**Instruction 1**
In the Mom's Corner piece, why does the writer say that having everyone over for ice cream and cake already feels like a big party?

Celebrating Birthdays

Once again this Mom’s Corner is written because of a Mom’s Corner request. This is what was asked:

I would like to know how your family celebrates birthdays. It seems like in this generation of kids, birthdays have gotten out of control (having a party every year, having jump castles, treat bags for guests, etc.). My husband and I did not grow up like that. We can remember having a party for one or two of the milestone years (16) but only immediate family otherwise. You know, Mom fixes your favorite meal and a cake (flavor and icing your choice). We have 4 daughters ages 7, 5, 4, and 2. They are invited to a lot of these types of big blowout parties. They, of course, then want to have a party like that. We have a large, close family and if aunts, uncles, cousins, and grandparents are invited, we could easily have 20-30 people before any friends are invited. We usually end up having everyone over for ice cream and cake and even that seems like a BIG party to us. I would LOVE and appreciate your insight on this issue.

**Exercise input**
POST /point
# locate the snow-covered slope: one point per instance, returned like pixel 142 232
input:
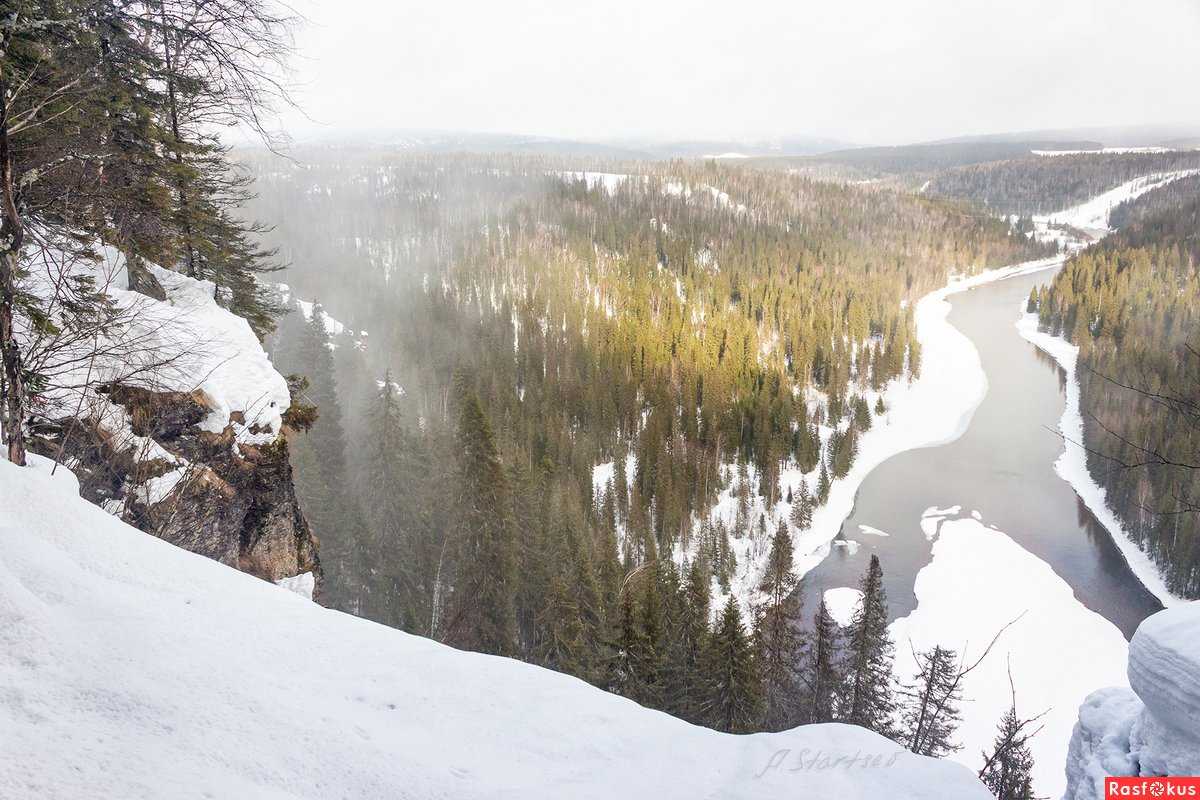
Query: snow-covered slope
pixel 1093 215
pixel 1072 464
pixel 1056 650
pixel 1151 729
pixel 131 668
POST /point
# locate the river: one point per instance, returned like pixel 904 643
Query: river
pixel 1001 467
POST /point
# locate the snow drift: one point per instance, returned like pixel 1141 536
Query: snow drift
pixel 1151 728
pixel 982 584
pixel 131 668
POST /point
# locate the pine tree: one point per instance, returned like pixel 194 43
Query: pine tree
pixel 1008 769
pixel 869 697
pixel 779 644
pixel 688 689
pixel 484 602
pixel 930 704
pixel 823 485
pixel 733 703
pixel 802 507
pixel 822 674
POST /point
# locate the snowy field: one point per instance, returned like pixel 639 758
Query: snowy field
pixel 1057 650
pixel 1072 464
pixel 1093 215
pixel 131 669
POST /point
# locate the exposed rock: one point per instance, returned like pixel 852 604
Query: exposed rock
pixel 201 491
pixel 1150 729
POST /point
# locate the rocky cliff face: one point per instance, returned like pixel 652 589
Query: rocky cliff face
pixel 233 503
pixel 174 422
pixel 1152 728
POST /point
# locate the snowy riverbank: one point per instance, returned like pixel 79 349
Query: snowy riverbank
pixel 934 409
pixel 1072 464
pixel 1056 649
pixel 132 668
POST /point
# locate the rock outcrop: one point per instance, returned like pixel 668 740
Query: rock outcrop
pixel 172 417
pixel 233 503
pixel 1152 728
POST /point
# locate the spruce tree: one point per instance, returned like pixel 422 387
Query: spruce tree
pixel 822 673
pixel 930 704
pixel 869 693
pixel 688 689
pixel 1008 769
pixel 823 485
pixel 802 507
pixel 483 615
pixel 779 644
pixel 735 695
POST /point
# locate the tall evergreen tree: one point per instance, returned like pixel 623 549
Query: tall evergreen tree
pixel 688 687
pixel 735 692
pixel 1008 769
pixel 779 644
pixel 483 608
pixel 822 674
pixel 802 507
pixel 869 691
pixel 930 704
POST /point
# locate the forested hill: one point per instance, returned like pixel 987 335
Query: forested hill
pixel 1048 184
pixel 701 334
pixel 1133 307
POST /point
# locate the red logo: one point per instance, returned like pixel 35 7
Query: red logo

**Instruction 2**
Copy the rows starting at the beginning of the rows and going on through the line with "pixel 131 669", leaving the picture out of your answer.

**Complete output 1**
The writer's family is large and close. Inviting aunts, uncles, cousins, and grandparents could easily bring 20 to 30 people before any friends are invited, so even a simple gathering with ice cream and cake seems big to the writer and her husband.

**Complete output 2**
POST /point
# locate the snow-covered slope: one point per instance, returned like pixel 142 232
input:
Query: snow-covered slope
pixel 1093 215
pixel 1072 464
pixel 1056 650
pixel 1151 729
pixel 131 668
POST /point
# locate the river: one point per instance, returned like pixel 904 643
Query: river
pixel 1001 467
POST /point
# locate the snow drift: one point per instance, returned like pixel 1141 536
Query: snow drift
pixel 1151 728
pixel 982 584
pixel 131 668
POST /point
# locate the pine tree: one point per instance, returned like pixel 194 43
Query: pine tree
pixel 1008 769
pixel 869 697
pixel 779 644
pixel 688 689
pixel 484 602
pixel 930 704
pixel 823 485
pixel 733 703
pixel 802 507
pixel 822 674
POST /point
# locate the snowy field: one point per instance, returned like pixel 639 758
Query: snowy field
pixel 1057 650
pixel 1072 464
pixel 1093 215
pixel 131 669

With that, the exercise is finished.